DATASET RECORDS:

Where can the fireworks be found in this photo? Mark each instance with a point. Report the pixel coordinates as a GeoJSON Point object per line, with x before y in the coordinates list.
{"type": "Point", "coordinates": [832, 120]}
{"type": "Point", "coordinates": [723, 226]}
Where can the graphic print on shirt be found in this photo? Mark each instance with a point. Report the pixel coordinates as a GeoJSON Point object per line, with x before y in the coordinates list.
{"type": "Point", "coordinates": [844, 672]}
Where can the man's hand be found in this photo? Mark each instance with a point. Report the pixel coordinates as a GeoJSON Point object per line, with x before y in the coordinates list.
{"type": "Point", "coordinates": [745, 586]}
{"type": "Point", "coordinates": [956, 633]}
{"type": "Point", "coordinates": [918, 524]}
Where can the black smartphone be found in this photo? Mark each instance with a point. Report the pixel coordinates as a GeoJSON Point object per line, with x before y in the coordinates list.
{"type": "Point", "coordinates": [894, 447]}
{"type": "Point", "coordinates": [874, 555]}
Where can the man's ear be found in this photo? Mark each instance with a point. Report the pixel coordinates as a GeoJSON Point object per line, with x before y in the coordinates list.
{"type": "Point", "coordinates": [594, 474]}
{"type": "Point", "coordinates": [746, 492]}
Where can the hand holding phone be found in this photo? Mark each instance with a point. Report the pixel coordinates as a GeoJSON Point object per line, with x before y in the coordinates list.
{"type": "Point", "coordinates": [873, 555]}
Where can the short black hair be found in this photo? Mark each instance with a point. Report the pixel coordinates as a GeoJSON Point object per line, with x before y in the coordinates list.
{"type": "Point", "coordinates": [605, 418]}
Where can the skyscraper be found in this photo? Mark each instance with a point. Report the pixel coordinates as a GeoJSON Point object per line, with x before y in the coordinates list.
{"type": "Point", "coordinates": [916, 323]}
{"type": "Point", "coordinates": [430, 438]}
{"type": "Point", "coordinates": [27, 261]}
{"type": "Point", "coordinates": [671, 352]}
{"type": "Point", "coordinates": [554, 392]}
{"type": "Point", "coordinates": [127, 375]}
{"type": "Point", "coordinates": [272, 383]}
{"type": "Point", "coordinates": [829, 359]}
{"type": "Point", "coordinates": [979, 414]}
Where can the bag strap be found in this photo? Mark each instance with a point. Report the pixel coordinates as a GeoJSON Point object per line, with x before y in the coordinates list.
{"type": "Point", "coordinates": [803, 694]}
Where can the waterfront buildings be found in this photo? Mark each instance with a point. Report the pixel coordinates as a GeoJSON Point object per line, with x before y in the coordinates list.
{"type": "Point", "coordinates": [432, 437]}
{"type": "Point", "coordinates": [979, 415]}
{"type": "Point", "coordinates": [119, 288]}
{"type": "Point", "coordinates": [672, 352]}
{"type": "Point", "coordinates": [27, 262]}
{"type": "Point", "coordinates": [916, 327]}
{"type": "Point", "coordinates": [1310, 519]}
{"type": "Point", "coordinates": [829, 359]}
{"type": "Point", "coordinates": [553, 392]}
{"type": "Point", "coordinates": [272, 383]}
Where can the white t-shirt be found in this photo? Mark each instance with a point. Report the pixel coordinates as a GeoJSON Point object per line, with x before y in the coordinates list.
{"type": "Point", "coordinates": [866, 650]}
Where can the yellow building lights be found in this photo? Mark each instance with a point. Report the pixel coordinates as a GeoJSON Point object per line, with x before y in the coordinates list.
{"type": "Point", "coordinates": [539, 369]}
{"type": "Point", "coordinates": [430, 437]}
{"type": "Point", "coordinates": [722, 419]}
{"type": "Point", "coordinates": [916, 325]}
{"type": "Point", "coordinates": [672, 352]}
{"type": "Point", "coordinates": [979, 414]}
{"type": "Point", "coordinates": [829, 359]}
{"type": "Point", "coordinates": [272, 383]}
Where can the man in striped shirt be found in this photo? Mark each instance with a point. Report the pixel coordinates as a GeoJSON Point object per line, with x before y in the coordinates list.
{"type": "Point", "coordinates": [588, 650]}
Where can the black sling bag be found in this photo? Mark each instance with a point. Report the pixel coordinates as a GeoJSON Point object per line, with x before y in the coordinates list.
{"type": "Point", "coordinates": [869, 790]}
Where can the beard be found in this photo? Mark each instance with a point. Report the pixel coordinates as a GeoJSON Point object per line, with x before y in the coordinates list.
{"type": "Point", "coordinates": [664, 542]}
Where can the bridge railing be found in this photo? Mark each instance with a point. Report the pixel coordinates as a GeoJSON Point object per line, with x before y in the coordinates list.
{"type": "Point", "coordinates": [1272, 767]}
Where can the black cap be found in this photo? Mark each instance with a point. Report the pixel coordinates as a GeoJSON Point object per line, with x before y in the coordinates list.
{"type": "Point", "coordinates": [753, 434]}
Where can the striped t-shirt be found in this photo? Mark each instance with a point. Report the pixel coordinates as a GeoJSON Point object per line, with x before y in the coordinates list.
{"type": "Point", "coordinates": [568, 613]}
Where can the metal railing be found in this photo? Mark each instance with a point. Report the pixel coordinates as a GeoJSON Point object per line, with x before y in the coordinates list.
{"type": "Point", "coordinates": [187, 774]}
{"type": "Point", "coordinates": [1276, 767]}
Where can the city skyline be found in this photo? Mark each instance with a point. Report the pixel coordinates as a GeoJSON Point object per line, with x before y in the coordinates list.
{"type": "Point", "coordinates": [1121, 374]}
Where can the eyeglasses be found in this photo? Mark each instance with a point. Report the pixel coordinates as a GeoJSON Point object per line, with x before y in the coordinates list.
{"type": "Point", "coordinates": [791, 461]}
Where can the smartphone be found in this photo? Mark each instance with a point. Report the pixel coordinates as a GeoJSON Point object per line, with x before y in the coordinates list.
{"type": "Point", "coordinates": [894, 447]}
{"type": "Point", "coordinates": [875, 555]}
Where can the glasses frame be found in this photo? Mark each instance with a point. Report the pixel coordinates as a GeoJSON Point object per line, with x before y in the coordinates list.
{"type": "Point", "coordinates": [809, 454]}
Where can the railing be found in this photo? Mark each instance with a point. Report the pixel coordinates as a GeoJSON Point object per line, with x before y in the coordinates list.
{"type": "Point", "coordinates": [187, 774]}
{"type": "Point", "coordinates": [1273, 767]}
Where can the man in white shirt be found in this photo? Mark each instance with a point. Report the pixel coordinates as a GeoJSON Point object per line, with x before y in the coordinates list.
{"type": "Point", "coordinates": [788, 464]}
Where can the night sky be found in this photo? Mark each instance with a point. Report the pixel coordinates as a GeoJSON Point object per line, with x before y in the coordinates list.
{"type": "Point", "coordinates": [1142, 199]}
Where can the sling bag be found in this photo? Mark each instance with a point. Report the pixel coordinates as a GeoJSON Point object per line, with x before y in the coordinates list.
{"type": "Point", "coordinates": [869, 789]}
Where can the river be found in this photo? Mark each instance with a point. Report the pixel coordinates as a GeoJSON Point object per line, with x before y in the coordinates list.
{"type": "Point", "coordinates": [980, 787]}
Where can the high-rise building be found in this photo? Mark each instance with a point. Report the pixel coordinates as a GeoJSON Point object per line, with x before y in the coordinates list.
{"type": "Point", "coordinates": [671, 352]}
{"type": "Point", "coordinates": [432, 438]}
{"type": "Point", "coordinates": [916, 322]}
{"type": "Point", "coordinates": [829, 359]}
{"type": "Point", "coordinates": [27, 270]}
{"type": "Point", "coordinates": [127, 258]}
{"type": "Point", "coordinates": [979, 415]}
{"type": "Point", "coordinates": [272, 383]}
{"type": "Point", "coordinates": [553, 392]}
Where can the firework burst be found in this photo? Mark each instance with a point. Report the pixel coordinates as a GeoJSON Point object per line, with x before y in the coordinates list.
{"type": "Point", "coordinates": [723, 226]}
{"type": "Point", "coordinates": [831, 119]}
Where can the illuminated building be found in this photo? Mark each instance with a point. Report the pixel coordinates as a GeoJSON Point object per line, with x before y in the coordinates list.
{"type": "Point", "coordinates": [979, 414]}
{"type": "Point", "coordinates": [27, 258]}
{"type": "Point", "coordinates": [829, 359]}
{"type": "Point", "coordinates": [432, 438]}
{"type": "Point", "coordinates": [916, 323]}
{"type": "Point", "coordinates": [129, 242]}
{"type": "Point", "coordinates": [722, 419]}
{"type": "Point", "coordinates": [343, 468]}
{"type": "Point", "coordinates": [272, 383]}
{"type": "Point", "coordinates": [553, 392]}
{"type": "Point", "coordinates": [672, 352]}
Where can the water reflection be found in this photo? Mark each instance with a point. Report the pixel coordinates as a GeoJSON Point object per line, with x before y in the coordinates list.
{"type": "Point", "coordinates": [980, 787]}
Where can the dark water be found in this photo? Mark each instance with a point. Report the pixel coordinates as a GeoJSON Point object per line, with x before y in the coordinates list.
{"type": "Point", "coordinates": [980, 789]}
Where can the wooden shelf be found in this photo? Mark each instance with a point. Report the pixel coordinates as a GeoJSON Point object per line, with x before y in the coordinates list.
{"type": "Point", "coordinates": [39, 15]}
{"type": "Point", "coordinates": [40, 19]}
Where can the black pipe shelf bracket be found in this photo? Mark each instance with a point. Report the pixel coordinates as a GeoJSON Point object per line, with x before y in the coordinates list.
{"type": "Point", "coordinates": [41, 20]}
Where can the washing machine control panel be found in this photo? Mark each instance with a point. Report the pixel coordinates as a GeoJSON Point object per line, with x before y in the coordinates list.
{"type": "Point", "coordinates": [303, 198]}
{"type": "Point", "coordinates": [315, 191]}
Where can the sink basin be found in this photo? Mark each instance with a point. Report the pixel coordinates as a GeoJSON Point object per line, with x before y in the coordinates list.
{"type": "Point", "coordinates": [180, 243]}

ASSIGNED TASK:
Copy, exactly and with nothing added, the lines from the one containing "Where can the wooden" through the end of the records.

REPLY:
Where can the wooden shelf be found in this photo? Mark each instance with a point. Report the pixel coordinates as a GeoJSON Point object per line, with x before y in the coordinates list.
{"type": "Point", "coordinates": [39, 15]}
{"type": "Point", "coordinates": [40, 19]}
Where can the black pipe shelf bracket be found in this photo? Mark each instance with a point. Report the pixel coordinates as a GeoJSON Point object per line, with x before y in the coordinates list.
{"type": "Point", "coordinates": [41, 20]}
Where can the washing machine control panel be found in this photo? Mark each instance with a point. Report the pixel coordinates as a GeoJSON Point object per line, with x before y in the coordinates list.
{"type": "Point", "coordinates": [303, 198]}
{"type": "Point", "coordinates": [315, 191]}
Where can the sink basin be found in this photo? Mark each instance with a point. Report the pixel coordinates as a GeoJSON Point object per line, with x before y in the coordinates list.
{"type": "Point", "coordinates": [180, 243]}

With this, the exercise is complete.